Specjalizacja czy wszechstronność, czyli rozważania, jak to lepiej być i pięknym, i mądrym, i bogatym. W każdej branży.

blog o specjalizacji czy wszechstronności, czyli o pozycjonowaniu ciąg dalszy

OOstatnio podczas prowadzonych dla naszych klientów warsztatów pojawiła się silna refleksja dotycząca zakresu kompetencji – czy lepiej komunikować silną specjalizację w konkretnych obszarach oferty, czy lepiej mówić o kompleksowości usług i wszechstronności. Trochę zaczyna to przypominać dylemat żaby ze znanego dowcipu, w którym po jednej stronie miały stanąć zwierzęta piękne i zwinne, a po drugiej mądre i doświadczone 😊

Za specjalizacją przemawia oczywiście eksperckość. Jeśli ktoś „zjadł zęby” w swoim obszarze to z dużym prawdopodobieństwem przeprowadzi kolejnego klienta jak trzeba przez projekt z tego samego obszaru. Zna zasadzki, obejścia i ścieżki na skróty. Z drugiej strony kompleksowa obsługa pozwala klientowi liczyć na to, że wszystkie działania zostaną zrealizowane spójnie, można też oczekiwać od dostawcy większej obiektywności w doborze rozwiązania, można po prostu oddać całość zagadnień (np. marketingu lub IT), w jedne ręce i zająć czymś innym (własnym biznesem lub inną formą podboju świata wg osobistych upodobań).

(Fragmenty zbioru danych do detekcji)
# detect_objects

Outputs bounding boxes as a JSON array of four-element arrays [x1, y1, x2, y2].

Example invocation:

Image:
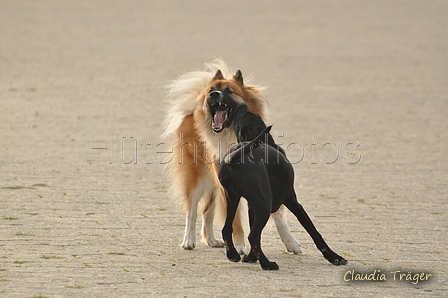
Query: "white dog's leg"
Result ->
[[182, 188, 202, 249], [271, 208, 302, 255]]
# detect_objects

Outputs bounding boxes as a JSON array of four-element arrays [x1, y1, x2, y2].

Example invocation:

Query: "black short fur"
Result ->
[[219, 104, 347, 270]]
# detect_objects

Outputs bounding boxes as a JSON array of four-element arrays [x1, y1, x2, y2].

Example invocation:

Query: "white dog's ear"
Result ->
[[233, 69, 244, 87], [212, 69, 224, 82]]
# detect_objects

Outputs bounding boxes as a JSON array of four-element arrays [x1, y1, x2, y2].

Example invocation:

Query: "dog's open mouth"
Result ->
[[210, 101, 232, 133]]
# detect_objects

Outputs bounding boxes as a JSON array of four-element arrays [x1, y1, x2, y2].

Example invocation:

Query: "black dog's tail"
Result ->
[[228, 125, 272, 166]]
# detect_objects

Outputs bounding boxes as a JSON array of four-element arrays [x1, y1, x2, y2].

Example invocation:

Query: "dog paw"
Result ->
[[182, 239, 196, 250], [235, 245, 246, 256], [261, 262, 278, 270], [243, 253, 258, 263], [227, 251, 241, 263], [207, 239, 225, 247]]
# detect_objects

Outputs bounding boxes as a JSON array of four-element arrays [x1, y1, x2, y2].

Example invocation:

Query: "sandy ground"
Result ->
[[0, 0, 448, 297]]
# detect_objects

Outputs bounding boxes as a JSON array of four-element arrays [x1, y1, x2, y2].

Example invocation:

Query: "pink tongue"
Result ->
[[213, 110, 227, 128]]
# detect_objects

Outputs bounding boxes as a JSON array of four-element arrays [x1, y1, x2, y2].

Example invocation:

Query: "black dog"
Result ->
[[219, 104, 347, 270]]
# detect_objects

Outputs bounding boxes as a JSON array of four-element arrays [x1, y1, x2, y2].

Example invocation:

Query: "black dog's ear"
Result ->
[[212, 69, 224, 82], [233, 69, 244, 87]]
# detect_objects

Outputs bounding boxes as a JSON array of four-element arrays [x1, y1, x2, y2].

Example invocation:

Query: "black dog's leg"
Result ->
[[222, 192, 241, 262], [243, 207, 258, 263], [243, 205, 278, 270], [284, 193, 347, 265]]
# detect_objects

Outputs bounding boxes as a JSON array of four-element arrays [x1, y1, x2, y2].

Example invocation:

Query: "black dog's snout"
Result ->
[[208, 91, 223, 100]]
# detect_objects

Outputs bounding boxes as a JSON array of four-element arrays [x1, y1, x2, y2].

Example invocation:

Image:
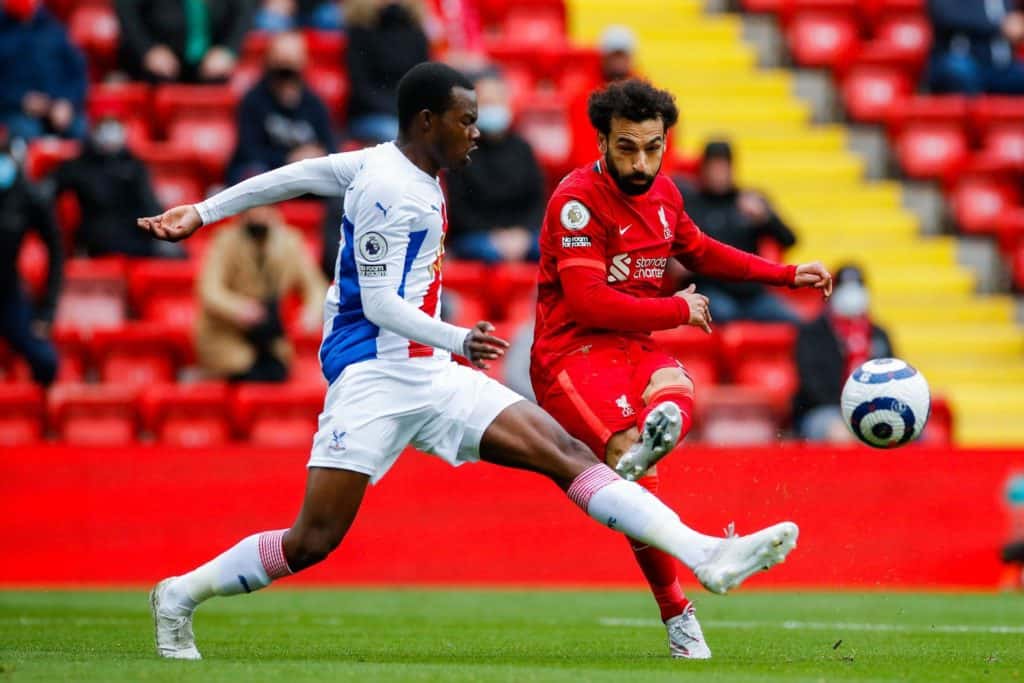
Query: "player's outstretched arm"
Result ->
[[793, 261, 833, 299], [136, 150, 366, 242]]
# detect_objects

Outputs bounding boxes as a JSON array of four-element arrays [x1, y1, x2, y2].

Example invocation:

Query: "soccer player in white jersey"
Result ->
[[138, 62, 798, 659]]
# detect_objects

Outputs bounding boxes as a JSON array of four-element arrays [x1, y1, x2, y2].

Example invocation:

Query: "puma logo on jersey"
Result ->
[[608, 254, 633, 283]]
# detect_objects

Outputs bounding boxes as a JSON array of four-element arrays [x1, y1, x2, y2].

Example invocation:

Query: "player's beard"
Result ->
[[604, 153, 662, 197]]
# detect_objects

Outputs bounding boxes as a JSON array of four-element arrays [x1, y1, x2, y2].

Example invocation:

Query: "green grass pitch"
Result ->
[[0, 589, 1024, 683]]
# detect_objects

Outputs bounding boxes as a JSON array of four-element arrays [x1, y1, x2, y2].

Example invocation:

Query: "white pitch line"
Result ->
[[598, 616, 1024, 635]]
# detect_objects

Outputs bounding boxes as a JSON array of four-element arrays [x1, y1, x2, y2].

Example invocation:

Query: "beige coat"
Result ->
[[196, 224, 327, 377]]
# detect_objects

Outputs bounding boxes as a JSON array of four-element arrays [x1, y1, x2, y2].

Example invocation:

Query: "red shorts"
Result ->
[[534, 341, 685, 460]]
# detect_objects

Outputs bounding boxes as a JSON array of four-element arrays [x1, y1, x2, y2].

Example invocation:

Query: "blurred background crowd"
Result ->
[[0, 0, 1024, 454]]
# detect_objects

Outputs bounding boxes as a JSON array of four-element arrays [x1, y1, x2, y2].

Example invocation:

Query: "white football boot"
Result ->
[[150, 577, 203, 659], [665, 605, 711, 659], [615, 400, 683, 481], [693, 522, 800, 595]]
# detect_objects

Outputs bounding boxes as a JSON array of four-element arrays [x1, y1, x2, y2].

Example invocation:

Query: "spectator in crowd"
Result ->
[[0, 131, 63, 385], [566, 26, 636, 168], [254, 0, 343, 33], [196, 202, 327, 382], [228, 32, 335, 183], [928, 0, 1024, 95], [115, 0, 255, 83], [345, 0, 429, 142], [680, 140, 800, 323], [793, 265, 893, 442], [50, 117, 184, 258], [447, 73, 545, 263], [0, 0, 86, 140]]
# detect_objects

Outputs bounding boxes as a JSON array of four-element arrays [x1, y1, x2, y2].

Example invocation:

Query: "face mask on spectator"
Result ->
[[476, 104, 512, 135], [830, 282, 868, 317], [89, 120, 125, 156], [0, 154, 17, 191], [246, 221, 270, 240], [378, 2, 413, 26], [266, 67, 302, 83]]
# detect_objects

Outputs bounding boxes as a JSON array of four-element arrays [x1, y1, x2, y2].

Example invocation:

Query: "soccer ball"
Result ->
[[840, 358, 932, 449]]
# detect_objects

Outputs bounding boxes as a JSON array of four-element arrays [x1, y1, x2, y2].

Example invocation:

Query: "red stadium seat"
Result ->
[[232, 384, 324, 447], [128, 259, 199, 331], [55, 257, 126, 330], [785, 11, 860, 68], [153, 173, 206, 208], [68, 3, 121, 75], [305, 63, 348, 122], [503, 3, 565, 45], [694, 386, 780, 445], [653, 326, 720, 392], [153, 84, 239, 137], [874, 14, 932, 65], [90, 323, 191, 385], [48, 384, 138, 445], [86, 83, 153, 121], [949, 175, 1019, 234], [304, 30, 348, 67], [842, 65, 913, 123], [895, 123, 969, 179], [516, 98, 572, 178], [52, 325, 89, 383], [141, 382, 231, 447], [168, 118, 238, 180], [0, 383, 45, 446], [25, 137, 82, 180], [721, 323, 798, 410]]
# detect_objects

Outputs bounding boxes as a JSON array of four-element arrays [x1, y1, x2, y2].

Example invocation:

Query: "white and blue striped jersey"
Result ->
[[319, 142, 451, 383]]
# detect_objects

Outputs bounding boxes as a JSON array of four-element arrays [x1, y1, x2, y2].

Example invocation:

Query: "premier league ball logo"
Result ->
[[359, 232, 387, 261]]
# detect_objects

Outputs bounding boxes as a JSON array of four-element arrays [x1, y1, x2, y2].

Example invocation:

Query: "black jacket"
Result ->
[[114, 0, 254, 76], [679, 183, 797, 299], [52, 144, 163, 257], [0, 175, 63, 322], [928, 0, 1016, 66], [228, 79, 335, 182], [447, 132, 544, 242], [347, 15, 430, 118], [793, 314, 893, 422]]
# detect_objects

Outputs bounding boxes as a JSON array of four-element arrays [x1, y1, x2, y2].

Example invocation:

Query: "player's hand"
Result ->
[[135, 204, 203, 242], [675, 285, 711, 334], [462, 321, 509, 370], [793, 261, 831, 299]]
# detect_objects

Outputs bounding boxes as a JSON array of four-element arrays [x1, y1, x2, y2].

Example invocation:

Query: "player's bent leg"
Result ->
[[150, 467, 369, 659], [615, 367, 693, 480]]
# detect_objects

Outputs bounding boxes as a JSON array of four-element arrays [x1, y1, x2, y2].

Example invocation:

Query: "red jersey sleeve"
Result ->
[[672, 206, 797, 286]]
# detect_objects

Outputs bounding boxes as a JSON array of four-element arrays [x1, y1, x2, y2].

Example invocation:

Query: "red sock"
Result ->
[[630, 474, 690, 622], [637, 386, 693, 441]]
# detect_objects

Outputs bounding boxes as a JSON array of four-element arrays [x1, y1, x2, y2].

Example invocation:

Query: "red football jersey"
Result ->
[[530, 161, 794, 387]]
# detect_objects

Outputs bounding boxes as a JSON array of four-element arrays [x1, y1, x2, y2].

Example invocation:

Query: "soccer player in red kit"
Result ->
[[530, 79, 831, 658]]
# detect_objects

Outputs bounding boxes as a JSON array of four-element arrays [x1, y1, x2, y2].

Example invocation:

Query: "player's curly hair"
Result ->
[[587, 78, 679, 135]]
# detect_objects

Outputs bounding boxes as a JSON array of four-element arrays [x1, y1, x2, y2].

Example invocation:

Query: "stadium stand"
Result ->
[[0, 0, 1024, 446]]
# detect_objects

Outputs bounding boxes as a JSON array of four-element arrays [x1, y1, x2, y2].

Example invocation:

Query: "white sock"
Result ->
[[567, 464, 722, 570], [167, 529, 292, 614]]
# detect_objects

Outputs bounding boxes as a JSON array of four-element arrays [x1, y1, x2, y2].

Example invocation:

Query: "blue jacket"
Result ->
[[0, 8, 86, 115], [928, 0, 1017, 67]]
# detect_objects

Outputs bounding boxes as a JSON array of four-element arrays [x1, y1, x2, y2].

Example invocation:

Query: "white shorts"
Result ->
[[307, 357, 523, 483]]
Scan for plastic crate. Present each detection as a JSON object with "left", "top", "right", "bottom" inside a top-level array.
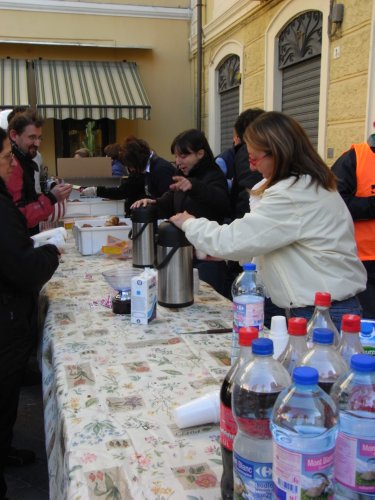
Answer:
[
  {"left": 73, "top": 218, "right": 132, "bottom": 255},
  {"left": 65, "top": 198, "right": 125, "bottom": 217}
]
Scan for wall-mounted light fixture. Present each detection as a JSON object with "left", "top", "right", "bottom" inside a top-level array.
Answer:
[{"left": 328, "top": 3, "right": 344, "bottom": 38}]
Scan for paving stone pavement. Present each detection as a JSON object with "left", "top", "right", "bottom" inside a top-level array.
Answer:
[{"left": 5, "top": 372, "right": 49, "bottom": 500}]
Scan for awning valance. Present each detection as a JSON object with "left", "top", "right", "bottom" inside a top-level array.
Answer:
[
  {"left": 34, "top": 60, "right": 151, "bottom": 120},
  {"left": 0, "top": 59, "right": 29, "bottom": 109}
]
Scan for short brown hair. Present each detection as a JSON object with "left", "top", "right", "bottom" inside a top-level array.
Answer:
[
  {"left": 104, "top": 142, "right": 124, "bottom": 161},
  {"left": 8, "top": 108, "right": 44, "bottom": 135},
  {"left": 244, "top": 111, "right": 336, "bottom": 193}
]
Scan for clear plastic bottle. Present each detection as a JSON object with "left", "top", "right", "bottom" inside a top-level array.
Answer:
[
  {"left": 231, "top": 262, "right": 264, "bottom": 365},
  {"left": 232, "top": 338, "right": 291, "bottom": 500},
  {"left": 337, "top": 314, "right": 363, "bottom": 366},
  {"left": 279, "top": 318, "right": 308, "bottom": 375},
  {"left": 300, "top": 328, "right": 348, "bottom": 394},
  {"left": 331, "top": 354, "right": 375, "bottom": 500},
  {"left": 271, "top": 366, "right": 338, "bottom": 500},
  {"left": 307, "top": 292, "right": 340, "bottom": 348},
  {"left": 359, "top": 321, "right": 375, "bottom": 356},
  {"left": 264, "top": 316, "right": 289, "bottom": 359},
  {"left": 220, "top": 326, "right": 259, "bottom": 500}
]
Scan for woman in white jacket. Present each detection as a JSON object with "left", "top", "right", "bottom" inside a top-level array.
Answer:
[{"left": 170, "top": 111, "right": 366, "bottom": 328}]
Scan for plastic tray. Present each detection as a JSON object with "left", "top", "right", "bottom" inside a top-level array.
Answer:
[{"left": 73, "top": 217, "right": 132, "bottom": 255}]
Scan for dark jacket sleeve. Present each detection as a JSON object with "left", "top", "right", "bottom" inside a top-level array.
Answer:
[
  {"left": 189, "top": 164, "right": 230, "bottom": 218},
  {"left": 0, "top": 196, "right": 59, "bottom": 293},
  {"left": 149, "top": 156, "right": 176, "bottom": 198},
  {"left": 230, "top": 144, "right": 262, "bottom": 218},
  {"left": 332, "top": 149, "right": 375, "bottom": 220},
  {"left": 96, "top": 174, "right": 146, "bottom": 200}
]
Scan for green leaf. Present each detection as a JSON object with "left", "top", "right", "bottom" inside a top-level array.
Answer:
[
  {"left": 85, "top": 398, "right": 98, "bottom": 408},
  {"left": 104, "top": 473, "right": 114, "bottom": 491},
  {"left": 161, "top": 370, "right": 182, "bottom": 375}
]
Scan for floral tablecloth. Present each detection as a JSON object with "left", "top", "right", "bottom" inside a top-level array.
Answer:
[{"left": 41, "top": 237, "right": 232, "bottom": 500}]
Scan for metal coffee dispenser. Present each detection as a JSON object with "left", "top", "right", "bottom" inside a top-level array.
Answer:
[
  {"left": 156, "top": 221, "right": 194, "bottom": 307},
  {"left": 129, "top": 205, "right": 158, "bottom": 267}
]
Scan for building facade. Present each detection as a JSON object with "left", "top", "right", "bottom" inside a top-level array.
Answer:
[
  {"left": 0, "top": 0, "right": 194, "bottom": 174},
  {"left": 191, "top": 0, "right": 375, "bottom": 164}
]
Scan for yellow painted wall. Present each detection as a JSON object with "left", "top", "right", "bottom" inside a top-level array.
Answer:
[
  {"left": 0, "top": 6, "right": 194, "bottom": 172},
  {"left": 197, "top": 0, "right": 375, "bottom": 165}
]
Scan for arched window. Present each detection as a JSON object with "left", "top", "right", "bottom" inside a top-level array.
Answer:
[
  {"left": 278, "top": 10, "right": 322, "bottom": 146},
  {"left": 218, "top": 54, "right": 241, "bottom": 151}
]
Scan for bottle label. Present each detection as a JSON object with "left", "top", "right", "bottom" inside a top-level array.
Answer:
[
  {"left": 220, "top": 402, "right": 237, "bottom": 451},
  {"left": 233, "top": 451, "right": 273, "bottom": 500},
  {"left": 233, "top": 296, "right": 264, "bottom": 336},
  {"left": 335, "top": 432, "right": 375, "bottom": 494},
  {"left": 273, "top": 442, "right": 334, "bottom": 500},
  {"left": 237, "top": 416, "right": 272, "bottom": 439}
]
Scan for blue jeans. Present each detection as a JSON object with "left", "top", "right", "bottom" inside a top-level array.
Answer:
[{"left": 286, "top": 296, "right": 362, "bottom": 332}]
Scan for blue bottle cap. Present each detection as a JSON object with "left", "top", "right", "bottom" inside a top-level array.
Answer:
[
  {"left": 293, "top": 366, "right": 319, "bottom": 385},
  {"left": 313, "top": 328, "right": 333, "bottom": 344},
  {"left": 242, "top": 262, "right": 257, "bottom": 271},
  {"left": 350, "top": 354, "right": 375, "bottom": 373},
  {"left": 361, "top": 321, "right": 373, "bottom": 337},
  {"left": 251, "top": 338, "right": 273, "bottom": 356}
]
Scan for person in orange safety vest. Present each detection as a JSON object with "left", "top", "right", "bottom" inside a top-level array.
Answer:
[{"left": 332, "top": 134, "right": 375, "bottom": 318}]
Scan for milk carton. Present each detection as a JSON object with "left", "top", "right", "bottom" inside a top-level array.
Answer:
[
  {"left": 130, "top": 268, "right": 157, "bottom": 325},
  {"left": 359, "top": 319, "right": 375, "bottom": 356}
]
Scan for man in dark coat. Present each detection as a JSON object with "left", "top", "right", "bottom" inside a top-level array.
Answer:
[{"left": 0, "top": 129, "right": 59, "bottom": 498}]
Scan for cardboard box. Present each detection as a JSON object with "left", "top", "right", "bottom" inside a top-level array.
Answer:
[
  {"left": 130, "top": 269, "right": 157, "bottom": 325},
  {"left": 73, "top": 217, "right": 132, "bottom": 255},
  {"left": 57, "top": 156, "right": 112, "bottom": 179}
]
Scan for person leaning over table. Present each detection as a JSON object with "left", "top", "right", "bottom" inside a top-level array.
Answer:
[
  {"left": 7, "top": 109, "right": 72, "bottom": 235},
  {"left": 170, "top": 111, "right": 366, "bottom": 328},
  {"left": 81, "top": 136, "right": 176, "bottom": 216},
  {"left": 132, "top": 129, "right": 230, "bottom": 294},
  {"left": 0, "top": 129, "right": 59, "bottom": 499},
  {"left": 104, "top": 142, "right": 128, "bottom": 177}
]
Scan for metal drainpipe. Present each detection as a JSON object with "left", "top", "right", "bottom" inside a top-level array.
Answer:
[{"left": 196, "top": 0, "right": 203, "bottom": 130}]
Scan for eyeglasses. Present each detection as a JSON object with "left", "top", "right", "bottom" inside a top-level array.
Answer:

• **Zadania**:
A) Zwróć bez zmian fragment tekstu o specjalizacji i wszechstronności, który zaczyna się od słów zawierających "Za specjalizacją przemawia", a kończy na "wg osobistych upodobań).".
B) Wznów tekst o specjalizacji i wszechstronności, pisząc dalej od jego ostatniego zdania.

• **Wyniki ćwiczenia**:
A)
Za specjalizacją przemawia oczywiście eksperckość. Jeśli ktoś „zjadł zęby” w swoim obszarze to z dużym prawdopodobieństwem przeprowadzi kolejnego klienta jak trzeba przez projekt z tego samego obszaru. Zna zasadzki, obejścia i ścieżki na skróty. Z drugiej strony kompleksowa obsługa pozwala klientowi liczyć na to, że wszystkie działania zostaną zrealizowane spójnie, można też oczekiwać od dostawcy większej obiektywności w doborze rozwiązania, można po prostu oddać całość zagadnień (np. marketingu lub IT), w jedne ręce i zająć czymś innym (własnym biznesem lub inną formą podboju świata wg osobistych upodobań).

B)
Pod warstwą, która wydaje się oczywista: po prostu firma nie komunikuje tego na czym kompletnie się nie zna, tkwi najczęściej drugie dno. Zaryzykujemy tezę, że sedno tkwi w tym jak firma postrzega siebie i na ile to zweryfikowała z otoczeniem. Ile w jej komunikacji pewności siebie, ile brawury, a ile zachowawczości. Nie zachęcam tu bynajmniej to tego by zachowywać się jak wspomniana żaba (co wszyscy wiemy – biedaczka pozostała na środku placu, bo nie dała rady się rozdwoić…). Jednak okazuje się, że firmom bardzo często trudno jest na siebie spojrzeć obiektywnie. Często silna specjalizacja wynika z przekonania, że firma oferuje wyłącznie to, w czym jest najlepsza, gdzie dostarcza jakość na 110%. Co jednak gdy konkurencja wokół świadczy te same usługi na 90%, a w międzyczasie poszerza portfolio i po prostu zagarnia kolejne kawałki rynku?

W tej weryfikacji podejścia i końcowej decyzji pomocne są trzy dość żmudne prace:
1. lista cech, które firma przypisuje sobie lub swoim produktom, ale z podaniem bardzo konkretnych uwiarygodnień do każdego punktu,
2. analiza komunikacji najbliższej konkurencji oraz
3. opinie klientów.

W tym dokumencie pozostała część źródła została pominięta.